Programming languages, we all love them. You use it to tell an instruction to the computer, and it will do exactly that. Most programming languages are easy to code with — that’s literally point of it. But there exists a small category of esolangs, typically differentiated by their gimick.

What I mean by ‘gimick’:

  • brainfuck: 8 character syntax, smallest turing-complete interpreted language
  • Malbolge: almost non-existant syntax
  • Chef: you write cooking recipies
  • Whitespace: you cannot see the code

So I wanted to also create a gimick. It came to me in a dream. The dream was as simple as this

5 + 10 >>       # prints 15
10 = 5          # store '5' into 10
5 + 10 >>       # prints 10

So that’s the gimick: Numbers are variables, letters are ignored.

Now I wanted to expand on this interesting syntax. You may notice that there is no way to output letters. That’s easy, just use ->

84 ->   # T

What about for inputting characters

84 <<  # takes in numbers
90 <-  # takes in characters, converts to their numeric/ascii form

Here comes another gimick of this language: a number line.

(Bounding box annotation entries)
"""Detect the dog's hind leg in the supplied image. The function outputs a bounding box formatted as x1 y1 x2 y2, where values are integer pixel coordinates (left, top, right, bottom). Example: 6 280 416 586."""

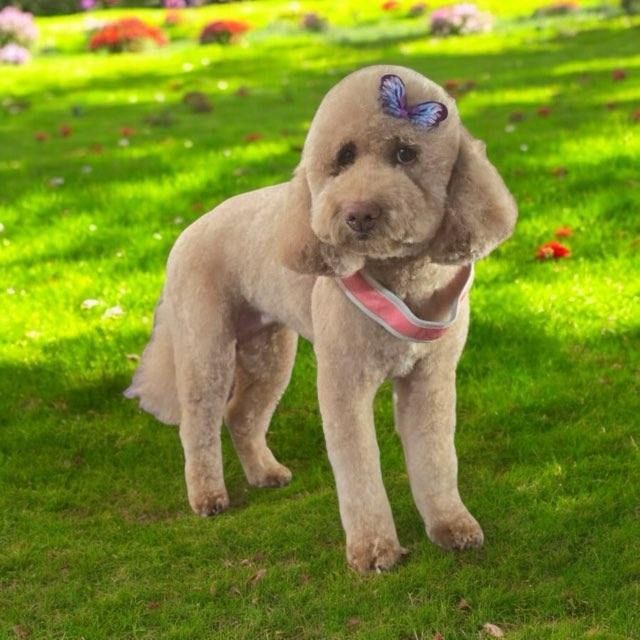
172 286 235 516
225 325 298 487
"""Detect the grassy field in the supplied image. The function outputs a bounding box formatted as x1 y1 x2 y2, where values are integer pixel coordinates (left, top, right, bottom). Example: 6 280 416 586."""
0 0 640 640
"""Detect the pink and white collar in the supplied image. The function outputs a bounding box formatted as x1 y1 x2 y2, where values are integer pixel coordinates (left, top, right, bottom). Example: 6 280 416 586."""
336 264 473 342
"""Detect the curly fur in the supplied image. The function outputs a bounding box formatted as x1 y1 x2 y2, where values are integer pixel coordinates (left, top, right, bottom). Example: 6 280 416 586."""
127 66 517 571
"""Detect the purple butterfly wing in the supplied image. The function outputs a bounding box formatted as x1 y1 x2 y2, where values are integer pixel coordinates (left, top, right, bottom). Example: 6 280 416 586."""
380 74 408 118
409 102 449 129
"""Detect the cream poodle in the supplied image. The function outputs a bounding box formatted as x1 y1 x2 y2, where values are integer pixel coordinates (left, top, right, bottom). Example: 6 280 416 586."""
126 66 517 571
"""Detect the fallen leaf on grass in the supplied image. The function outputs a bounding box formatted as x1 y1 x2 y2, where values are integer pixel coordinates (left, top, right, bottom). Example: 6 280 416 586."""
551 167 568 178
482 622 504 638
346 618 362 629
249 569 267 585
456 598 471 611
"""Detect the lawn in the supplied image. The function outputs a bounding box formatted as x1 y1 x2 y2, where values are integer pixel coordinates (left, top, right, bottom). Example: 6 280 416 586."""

▸ **What to do**:
- A) Quote the passage of the esolang article that opens with the words containing "So that’s the" and closes with "a number line.".
- B) Update the entries from the line containing "the grassy field" through the line containing "456 598 471 611" by replacing "supplied" with "provided" and leaving everything else unchanged. Return only those lines.
The article on esoteric programming languages and the entries were drawn from unrelated sources.

▸ **Written answers**:
- A)
So that’s the gimick: Numbers are variables, letters are ignored.

Now I wanted to expand on this interesting syntax. You may notice that there is no way to output letters. That’s easy, just use ->

84 ->   # T

What about for inputting characters

84 <<  # takes in numbers
90 <-  # takes in characters, converts to their numeric/ascii form

Here comes another gimick of this language: a number line.

- B)
"""Detect the grassy field in the provided image. The function outputs a bounding box formatted as x1 y1 x2 y2, where values are integer pixel coordinates (left, top, right, bottom). Example: 6 280 416 586."""
0 0 640 640
"""Detect the pink and white collar in the provided image. The function outputs a bounding box formatted as x1 y1 x2 y2, where values are integer pixel coordinates (left, top, right, bottom). Example: 6 280 416 586."""
336 264 473 342
"""Detect the curly fur in the provided image. The function outputs a bounding box formatted as x1 y1 x2 y2, where values are integer pixel coordinates (left, top, right, bottom). Example: 6 280 416 586."""
127 66 517 571
"""Detect the purple butterfly wing in the provided image. The function outputs a bounding box formatted as x1 y1 x2 y2, where values are integer pixel coordinates (left, top, right, bottom). Example: 6 280 416 586."""
380 74 408 118
409 102 449 129
"""Detect the cream poodle in the provided image. The function outputs a bounding box formatted as x1 y1 x2 y2, where values are integer pixel coordinates (left, top, right, bottom). Example: 6 280 416 586."""
126 66 517 571
"""Detect the fallen leaf on grass in the provided image. The function outputs a bounding box formatted as x1 y1 x2 y2, where values are integer pixel coordinates (left, top, right, bottom). Example: 6 280 416 586."""
551 167 568 178
482 622 504 638
346 618 362 629
249 569 267 585
456 598 471 611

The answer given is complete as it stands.